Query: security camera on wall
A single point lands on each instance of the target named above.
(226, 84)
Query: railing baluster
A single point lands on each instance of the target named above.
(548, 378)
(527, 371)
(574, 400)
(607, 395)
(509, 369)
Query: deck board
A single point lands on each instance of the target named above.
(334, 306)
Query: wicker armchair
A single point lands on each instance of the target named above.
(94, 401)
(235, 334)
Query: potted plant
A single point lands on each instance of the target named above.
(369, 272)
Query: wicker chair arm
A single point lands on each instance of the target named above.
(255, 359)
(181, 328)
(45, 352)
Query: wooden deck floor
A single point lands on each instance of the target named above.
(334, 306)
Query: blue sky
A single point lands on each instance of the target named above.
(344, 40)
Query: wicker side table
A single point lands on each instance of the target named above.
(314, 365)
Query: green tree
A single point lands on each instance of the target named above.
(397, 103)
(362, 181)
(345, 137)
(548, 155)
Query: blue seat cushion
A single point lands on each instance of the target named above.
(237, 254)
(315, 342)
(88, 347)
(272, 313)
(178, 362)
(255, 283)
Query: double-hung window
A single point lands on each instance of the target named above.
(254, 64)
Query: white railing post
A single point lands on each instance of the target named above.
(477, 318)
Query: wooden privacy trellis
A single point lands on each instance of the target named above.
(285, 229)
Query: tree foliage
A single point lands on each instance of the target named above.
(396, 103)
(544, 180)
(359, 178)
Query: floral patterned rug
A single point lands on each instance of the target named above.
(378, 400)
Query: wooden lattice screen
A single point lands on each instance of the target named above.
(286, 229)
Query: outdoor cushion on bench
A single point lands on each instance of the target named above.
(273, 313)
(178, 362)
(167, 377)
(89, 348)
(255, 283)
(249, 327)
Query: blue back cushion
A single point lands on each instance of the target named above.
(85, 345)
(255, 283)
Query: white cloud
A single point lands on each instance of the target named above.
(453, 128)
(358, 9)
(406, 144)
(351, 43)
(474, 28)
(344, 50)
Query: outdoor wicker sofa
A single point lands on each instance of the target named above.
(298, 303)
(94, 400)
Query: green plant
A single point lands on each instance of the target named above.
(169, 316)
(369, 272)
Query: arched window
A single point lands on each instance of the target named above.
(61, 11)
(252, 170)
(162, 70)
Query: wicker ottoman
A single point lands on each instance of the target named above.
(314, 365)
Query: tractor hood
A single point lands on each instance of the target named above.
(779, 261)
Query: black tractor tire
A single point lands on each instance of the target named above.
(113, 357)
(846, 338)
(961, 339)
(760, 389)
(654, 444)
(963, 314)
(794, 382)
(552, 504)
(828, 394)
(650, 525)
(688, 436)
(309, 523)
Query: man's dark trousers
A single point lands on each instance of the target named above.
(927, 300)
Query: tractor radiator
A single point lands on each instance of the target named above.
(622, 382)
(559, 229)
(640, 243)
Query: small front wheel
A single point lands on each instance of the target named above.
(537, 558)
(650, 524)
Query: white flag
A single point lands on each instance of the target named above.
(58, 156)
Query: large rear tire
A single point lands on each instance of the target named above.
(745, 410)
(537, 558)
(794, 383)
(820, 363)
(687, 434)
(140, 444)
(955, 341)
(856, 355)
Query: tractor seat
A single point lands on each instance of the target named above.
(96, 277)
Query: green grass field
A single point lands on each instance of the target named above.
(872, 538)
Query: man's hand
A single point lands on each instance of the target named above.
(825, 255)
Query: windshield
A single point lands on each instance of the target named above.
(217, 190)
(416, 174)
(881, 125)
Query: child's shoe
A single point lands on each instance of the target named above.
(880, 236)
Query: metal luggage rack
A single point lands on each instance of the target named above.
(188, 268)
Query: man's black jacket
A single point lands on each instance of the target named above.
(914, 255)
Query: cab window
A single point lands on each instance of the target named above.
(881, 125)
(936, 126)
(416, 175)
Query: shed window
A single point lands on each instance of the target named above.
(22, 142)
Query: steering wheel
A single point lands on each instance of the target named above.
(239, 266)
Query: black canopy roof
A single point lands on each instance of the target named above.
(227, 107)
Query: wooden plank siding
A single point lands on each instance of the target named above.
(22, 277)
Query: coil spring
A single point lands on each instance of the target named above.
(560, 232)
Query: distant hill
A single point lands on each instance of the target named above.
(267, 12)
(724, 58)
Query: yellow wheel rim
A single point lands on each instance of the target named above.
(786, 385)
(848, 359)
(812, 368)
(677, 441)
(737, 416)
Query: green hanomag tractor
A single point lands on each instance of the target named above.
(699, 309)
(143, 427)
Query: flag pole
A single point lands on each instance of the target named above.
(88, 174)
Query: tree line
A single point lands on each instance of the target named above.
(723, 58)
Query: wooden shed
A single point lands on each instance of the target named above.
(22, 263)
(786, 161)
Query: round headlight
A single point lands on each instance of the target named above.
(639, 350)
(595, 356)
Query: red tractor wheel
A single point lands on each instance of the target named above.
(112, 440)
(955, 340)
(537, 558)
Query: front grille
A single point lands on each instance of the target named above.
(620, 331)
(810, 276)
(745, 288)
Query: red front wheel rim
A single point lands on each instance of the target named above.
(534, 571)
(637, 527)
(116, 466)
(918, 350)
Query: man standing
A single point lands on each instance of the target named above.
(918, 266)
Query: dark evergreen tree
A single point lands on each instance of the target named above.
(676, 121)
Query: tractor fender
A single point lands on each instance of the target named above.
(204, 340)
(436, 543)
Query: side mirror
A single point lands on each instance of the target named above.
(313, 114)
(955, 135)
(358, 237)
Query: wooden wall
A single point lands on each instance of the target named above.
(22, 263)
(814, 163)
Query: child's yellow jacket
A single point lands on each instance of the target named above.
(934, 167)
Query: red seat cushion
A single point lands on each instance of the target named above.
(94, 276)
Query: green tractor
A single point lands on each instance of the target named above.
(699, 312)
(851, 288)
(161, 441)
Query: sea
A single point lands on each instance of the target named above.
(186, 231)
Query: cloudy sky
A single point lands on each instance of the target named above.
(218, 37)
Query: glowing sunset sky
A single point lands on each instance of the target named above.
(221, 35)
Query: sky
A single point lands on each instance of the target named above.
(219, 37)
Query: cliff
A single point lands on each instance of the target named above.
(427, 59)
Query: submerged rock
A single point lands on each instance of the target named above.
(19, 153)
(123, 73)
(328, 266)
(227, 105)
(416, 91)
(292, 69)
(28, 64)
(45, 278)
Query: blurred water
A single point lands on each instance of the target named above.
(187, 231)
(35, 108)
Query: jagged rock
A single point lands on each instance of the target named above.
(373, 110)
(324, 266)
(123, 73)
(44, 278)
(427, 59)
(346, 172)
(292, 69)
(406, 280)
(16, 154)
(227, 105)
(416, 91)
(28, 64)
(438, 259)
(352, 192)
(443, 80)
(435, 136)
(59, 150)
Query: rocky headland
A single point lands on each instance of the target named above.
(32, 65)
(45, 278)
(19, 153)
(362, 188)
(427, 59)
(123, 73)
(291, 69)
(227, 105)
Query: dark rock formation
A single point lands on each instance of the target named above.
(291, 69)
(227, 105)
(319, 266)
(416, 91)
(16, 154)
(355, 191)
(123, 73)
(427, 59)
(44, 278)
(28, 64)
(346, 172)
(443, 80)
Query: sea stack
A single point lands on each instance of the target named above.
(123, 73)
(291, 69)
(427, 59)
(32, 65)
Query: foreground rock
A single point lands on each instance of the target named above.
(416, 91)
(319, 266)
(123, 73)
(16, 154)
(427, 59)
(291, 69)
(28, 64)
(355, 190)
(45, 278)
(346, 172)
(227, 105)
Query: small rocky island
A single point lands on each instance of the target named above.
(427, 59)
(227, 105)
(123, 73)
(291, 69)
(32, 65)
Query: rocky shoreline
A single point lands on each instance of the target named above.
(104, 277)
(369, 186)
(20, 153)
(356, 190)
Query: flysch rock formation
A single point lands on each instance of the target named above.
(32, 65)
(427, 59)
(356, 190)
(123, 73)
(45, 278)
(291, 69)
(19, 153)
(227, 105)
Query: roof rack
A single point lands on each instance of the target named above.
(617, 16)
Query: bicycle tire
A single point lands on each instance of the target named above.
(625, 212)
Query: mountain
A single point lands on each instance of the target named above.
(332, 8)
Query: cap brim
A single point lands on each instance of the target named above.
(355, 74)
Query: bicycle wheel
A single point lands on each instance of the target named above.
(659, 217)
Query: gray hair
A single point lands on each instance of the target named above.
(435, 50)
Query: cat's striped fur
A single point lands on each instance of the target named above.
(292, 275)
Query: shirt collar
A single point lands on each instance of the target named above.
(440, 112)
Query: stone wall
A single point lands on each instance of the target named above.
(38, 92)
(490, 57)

= Required action =
Copy out each line of the material above that holds the word "rack".

= Problem solution =
Query: metal luggage rack
Query: roof rack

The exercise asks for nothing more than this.